-- begin THE DATA --

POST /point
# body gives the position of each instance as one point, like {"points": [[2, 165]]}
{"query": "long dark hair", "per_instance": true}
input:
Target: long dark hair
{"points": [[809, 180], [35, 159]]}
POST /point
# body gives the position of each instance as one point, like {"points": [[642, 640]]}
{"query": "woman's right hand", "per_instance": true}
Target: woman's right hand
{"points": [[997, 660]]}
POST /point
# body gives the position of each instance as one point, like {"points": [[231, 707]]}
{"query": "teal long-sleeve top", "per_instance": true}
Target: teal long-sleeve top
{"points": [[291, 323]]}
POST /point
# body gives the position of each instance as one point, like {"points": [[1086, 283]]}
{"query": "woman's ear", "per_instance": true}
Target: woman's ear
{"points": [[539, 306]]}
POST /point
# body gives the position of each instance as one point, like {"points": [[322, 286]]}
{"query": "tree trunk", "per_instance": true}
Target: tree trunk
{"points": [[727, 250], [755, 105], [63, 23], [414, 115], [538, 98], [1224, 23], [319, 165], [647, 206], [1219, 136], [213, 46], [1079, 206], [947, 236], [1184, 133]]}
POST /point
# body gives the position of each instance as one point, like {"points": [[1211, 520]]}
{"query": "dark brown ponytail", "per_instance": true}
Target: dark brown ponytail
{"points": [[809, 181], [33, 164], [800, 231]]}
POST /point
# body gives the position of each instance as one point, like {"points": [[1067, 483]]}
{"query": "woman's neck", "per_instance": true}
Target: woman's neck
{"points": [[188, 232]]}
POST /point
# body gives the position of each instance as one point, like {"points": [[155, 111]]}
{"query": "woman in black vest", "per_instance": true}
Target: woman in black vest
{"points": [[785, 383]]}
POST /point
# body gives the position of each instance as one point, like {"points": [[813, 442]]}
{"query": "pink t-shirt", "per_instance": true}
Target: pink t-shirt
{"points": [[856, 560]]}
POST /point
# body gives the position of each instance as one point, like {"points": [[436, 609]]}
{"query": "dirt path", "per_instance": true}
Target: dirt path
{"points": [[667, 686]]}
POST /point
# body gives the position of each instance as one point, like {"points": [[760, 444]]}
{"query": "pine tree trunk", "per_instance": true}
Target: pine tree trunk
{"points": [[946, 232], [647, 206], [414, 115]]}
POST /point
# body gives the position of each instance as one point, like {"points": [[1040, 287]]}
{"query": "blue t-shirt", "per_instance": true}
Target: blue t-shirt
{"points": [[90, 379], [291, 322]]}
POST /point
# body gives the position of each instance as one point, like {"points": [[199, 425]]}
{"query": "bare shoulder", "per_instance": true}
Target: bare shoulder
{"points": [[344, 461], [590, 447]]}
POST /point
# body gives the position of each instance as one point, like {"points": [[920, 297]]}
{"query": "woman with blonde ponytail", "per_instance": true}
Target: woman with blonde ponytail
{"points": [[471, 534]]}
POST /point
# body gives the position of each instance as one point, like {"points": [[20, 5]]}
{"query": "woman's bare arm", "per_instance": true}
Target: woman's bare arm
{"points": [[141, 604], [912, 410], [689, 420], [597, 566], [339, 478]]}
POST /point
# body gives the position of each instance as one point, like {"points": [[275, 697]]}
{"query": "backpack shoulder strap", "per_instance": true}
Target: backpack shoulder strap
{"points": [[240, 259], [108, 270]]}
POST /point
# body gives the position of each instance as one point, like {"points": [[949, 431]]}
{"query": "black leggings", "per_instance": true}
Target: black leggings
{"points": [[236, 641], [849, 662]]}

-- end THE DATA --

= WHAT THIS TASK INVOLVES =
How many lines of the material contain the string "dark"? Case counts, so uppercase and lowercase letters are different. Reply with the number only.

= RESULT FOR THIS TASK =
4